## OBJECTIVE
Duplicate the lines below unchanged, from the line with "For the evaluation set, locate every instance of the mountain" to the line with "x=520 y=267", including both of those lines and nothing else.

## RECORDS SHOWN
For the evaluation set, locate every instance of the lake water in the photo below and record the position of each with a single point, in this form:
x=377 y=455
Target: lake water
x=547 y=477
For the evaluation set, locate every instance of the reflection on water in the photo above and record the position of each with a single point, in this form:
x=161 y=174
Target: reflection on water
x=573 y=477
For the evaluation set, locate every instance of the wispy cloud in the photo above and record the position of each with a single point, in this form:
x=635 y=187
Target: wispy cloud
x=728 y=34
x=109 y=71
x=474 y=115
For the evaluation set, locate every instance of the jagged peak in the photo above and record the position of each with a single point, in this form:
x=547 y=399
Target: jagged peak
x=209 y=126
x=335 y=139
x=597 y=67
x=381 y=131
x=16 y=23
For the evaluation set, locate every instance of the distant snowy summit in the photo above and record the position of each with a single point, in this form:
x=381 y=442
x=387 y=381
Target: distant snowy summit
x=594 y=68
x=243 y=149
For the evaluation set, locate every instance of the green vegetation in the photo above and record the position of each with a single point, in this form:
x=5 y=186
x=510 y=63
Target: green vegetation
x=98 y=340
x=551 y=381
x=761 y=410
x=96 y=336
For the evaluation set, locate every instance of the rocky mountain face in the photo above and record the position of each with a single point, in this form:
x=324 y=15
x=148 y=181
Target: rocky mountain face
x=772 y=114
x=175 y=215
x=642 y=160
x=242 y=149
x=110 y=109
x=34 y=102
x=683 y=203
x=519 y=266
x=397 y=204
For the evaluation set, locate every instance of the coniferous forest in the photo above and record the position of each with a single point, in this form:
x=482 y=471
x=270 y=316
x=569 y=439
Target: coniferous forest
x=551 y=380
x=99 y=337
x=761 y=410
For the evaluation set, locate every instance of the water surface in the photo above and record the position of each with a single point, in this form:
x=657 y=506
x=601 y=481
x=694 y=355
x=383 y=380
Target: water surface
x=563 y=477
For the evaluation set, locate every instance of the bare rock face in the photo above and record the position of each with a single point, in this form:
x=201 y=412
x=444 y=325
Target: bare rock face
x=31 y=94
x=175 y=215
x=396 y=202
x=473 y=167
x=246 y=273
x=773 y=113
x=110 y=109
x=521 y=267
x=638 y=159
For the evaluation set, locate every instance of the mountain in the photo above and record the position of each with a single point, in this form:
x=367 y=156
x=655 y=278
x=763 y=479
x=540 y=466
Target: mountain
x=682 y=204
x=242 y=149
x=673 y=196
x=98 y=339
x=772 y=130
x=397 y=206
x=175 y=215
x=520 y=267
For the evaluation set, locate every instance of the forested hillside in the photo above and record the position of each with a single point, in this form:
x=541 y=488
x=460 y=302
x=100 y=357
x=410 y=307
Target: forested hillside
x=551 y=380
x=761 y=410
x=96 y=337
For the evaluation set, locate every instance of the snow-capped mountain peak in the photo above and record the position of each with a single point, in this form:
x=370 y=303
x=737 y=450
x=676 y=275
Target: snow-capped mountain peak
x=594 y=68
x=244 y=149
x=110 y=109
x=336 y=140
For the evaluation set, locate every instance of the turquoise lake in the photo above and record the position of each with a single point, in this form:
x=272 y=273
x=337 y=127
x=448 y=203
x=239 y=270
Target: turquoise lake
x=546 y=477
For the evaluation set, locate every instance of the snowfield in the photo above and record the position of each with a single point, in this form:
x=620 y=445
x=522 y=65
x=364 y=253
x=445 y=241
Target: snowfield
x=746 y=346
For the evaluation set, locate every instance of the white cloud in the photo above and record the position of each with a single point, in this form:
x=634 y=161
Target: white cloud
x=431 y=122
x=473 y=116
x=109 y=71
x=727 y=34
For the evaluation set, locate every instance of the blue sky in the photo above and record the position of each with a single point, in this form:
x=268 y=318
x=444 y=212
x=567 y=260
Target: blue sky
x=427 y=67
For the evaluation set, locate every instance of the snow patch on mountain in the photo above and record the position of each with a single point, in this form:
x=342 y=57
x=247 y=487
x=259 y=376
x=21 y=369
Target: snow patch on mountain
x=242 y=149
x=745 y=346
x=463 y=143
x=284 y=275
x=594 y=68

## THE REPLY
For the evaluation set, locate every instance of the mountain in the photo above and record the position of each with a single point, in this form:
x=367 y=156
x=655 y=278
x=763 y=479
x=540 y=466
Target: mountain
x=682 y=204
x=242 y=149
x=673 y=196
x=98 y=339
x=772 y=130
x=397 y=206
x=175 y=215
x=520 y=267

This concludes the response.